> **Exercise**: Update the material below by changing every "dropping one point per instance" to "placing one point on each". Leave everything else as it is.
================
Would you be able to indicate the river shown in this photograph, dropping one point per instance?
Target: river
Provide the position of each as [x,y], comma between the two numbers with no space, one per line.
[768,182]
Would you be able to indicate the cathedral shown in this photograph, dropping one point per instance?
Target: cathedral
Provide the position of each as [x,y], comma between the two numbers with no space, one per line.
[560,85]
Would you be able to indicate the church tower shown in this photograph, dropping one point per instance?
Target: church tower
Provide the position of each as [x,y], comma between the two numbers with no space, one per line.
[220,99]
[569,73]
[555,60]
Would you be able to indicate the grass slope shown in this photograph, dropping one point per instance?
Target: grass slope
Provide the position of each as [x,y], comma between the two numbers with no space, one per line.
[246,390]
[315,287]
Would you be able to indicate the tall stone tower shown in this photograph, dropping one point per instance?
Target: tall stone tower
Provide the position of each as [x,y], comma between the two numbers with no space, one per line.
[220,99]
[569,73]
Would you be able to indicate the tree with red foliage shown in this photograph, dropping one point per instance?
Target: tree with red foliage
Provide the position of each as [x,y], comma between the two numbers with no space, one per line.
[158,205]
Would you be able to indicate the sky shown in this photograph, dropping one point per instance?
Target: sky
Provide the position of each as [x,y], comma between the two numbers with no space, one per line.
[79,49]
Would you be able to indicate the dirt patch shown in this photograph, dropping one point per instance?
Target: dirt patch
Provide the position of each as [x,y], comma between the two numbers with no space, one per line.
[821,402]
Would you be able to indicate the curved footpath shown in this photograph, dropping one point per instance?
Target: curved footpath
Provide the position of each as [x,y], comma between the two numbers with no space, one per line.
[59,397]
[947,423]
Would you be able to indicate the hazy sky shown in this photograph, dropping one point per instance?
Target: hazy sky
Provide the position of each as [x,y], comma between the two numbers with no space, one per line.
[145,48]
================
> **Full solution**:
Would you be able to indicate the river shown in this photograph, placing one point on each?
Target: river
Provide the position of each as [x,y], comma between the two numbers with no space, one per line.
[768,182]
Would you be able to indicate the cathedral shown in this photograph, placing one point on each?
Target: cathedral
Provide the position of each as [x,y], comma between the two numbers with no space, one per line.
[560,85]
Would you be able to indicate the church tower shown in this photograph, placing one point on each?
Target: church tower
Provide the position of each as [x,y], comma between the two numbers with no space, one per line.
[220,99]
[569,73]
[555,60]
Would you be able to indicate the grass slope shown in this photograph, placing one point on each?
Target: grass slope
Provide the position of each as [x,y], comma between the two numbers with no space, one per line.
[246,390]
[315,287]
Would you be able to indicate the tall stone tower shown in this photograph, placing one point on each?
Target: tall stone tower
Provide the position of each as [x,y], comma between the two numbers with no space, one per line.
[220,99]
[569,73]
Would you be able to indicate the tree with red foliage shown in this photograph, placing one point on each?
Target: tree with red foliage
Provide the position of each as [x,y], comma between the two numbers with no space, one per line.
[158,205]
Would you be able to indicate the sky shown in this photograph, placing one point on each?
Target: sky
Provide the position of each as [x,y], comma between the two numbers with no space, one per line.
[79,49]
Would you be able to indicate the dirt patch shown in this photograph, placing one point on each?
Target: dirt patch
Provide the position of each as [x,y], comma between the two numbers with no space, one per line.
[821,402]
Would you be able to indicate the curved footpath shown in this photograph, placing one point on each?
Target: curved footpath
Provide the position of each as [x,y], comma between the two numbers with no space, one per line.
[59,397]
[947,423]
Would you be able to indicate the hazy sky shown in this photograph, placing one point on each?
Target: hazy sky
Provide the position of each as [x,y], comma between the two numbers with no space, one per line.
[145,48]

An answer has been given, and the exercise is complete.